> **Objective**
Locate every row that contains the string "sash" and copy each one, matching case exactly.

——————

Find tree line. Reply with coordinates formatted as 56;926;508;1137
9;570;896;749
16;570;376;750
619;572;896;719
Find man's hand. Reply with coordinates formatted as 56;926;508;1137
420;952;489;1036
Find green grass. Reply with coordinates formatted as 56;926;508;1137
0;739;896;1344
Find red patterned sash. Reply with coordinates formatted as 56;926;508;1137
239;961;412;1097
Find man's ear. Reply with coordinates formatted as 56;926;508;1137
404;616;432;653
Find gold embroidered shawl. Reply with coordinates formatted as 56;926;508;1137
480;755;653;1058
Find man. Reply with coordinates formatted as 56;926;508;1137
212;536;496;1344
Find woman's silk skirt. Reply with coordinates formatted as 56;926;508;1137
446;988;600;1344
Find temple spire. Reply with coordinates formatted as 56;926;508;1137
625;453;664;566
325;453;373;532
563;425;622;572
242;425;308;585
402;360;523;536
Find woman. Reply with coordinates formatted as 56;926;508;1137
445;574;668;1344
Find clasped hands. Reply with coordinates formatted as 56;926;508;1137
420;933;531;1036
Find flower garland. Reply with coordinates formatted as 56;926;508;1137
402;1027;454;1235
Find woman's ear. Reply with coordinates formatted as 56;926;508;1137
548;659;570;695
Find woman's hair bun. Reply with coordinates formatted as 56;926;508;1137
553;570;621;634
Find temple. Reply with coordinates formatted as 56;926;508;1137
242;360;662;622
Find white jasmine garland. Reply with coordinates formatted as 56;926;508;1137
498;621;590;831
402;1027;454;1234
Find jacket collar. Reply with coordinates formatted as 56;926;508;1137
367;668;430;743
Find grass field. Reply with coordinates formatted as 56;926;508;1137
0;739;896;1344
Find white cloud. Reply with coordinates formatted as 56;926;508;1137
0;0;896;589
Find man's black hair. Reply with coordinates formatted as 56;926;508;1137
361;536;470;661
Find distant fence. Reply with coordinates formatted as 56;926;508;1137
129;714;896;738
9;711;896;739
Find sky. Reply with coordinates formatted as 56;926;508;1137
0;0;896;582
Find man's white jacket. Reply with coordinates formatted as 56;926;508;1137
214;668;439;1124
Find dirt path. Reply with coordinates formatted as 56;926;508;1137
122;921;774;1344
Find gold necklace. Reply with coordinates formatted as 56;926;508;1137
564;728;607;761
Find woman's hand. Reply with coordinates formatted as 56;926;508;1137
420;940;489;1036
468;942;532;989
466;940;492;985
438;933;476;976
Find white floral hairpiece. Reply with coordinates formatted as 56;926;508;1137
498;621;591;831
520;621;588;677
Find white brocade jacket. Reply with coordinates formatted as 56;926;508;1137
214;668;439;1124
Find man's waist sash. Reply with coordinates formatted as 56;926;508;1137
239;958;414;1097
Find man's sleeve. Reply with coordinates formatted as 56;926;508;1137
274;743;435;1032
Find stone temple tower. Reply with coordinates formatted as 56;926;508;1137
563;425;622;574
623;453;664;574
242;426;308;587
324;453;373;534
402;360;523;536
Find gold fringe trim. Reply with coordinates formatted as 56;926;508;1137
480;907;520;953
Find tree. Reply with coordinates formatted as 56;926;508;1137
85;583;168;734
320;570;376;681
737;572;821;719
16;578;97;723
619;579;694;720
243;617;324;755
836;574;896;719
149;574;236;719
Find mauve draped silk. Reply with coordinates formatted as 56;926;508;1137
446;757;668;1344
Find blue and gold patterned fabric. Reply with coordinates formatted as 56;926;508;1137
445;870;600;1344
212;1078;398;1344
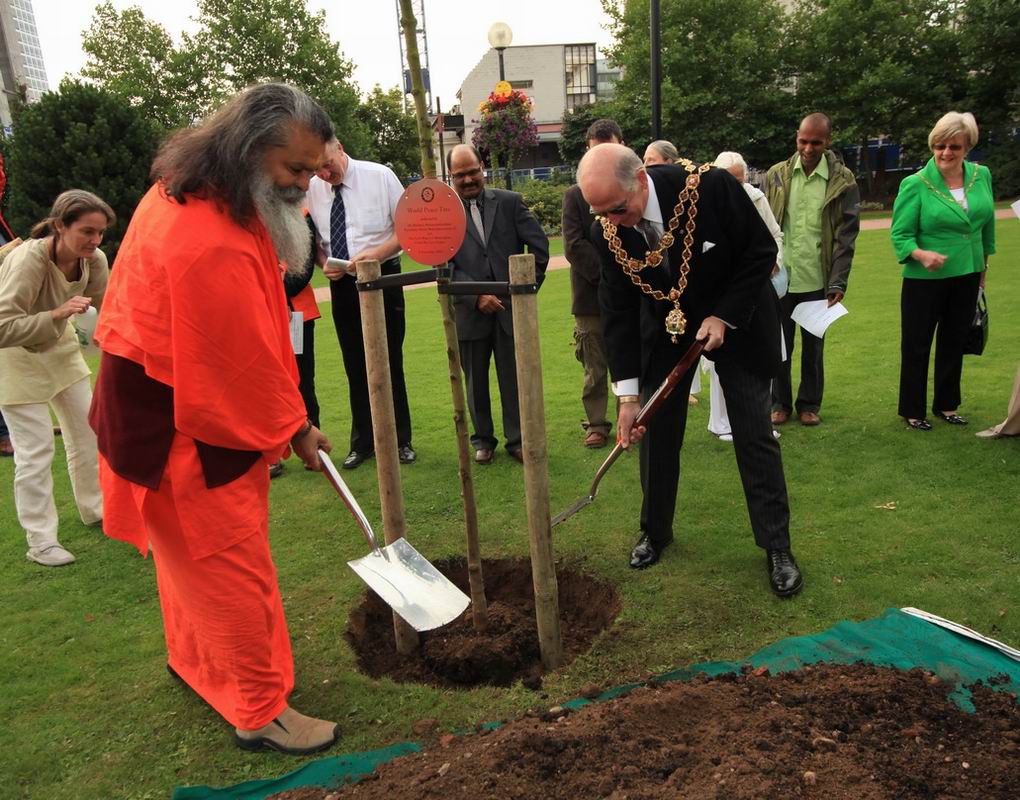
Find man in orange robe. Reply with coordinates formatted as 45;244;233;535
90;84;338;754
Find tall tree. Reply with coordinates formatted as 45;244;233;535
6;80;159;262
82;0;207;129
602;0;796;164
83;0;371;156
360;84;421;179
960;0;1020;197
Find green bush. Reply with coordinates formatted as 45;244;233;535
6;81;159;263
514;180;570;234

——————

> **Solution for this exercise**
Find red patterned sash. Reply with coordinates formatted as 56;926;508;1137
Find man's waist sash. Reply with coordinates formatted as 56;926;508;1137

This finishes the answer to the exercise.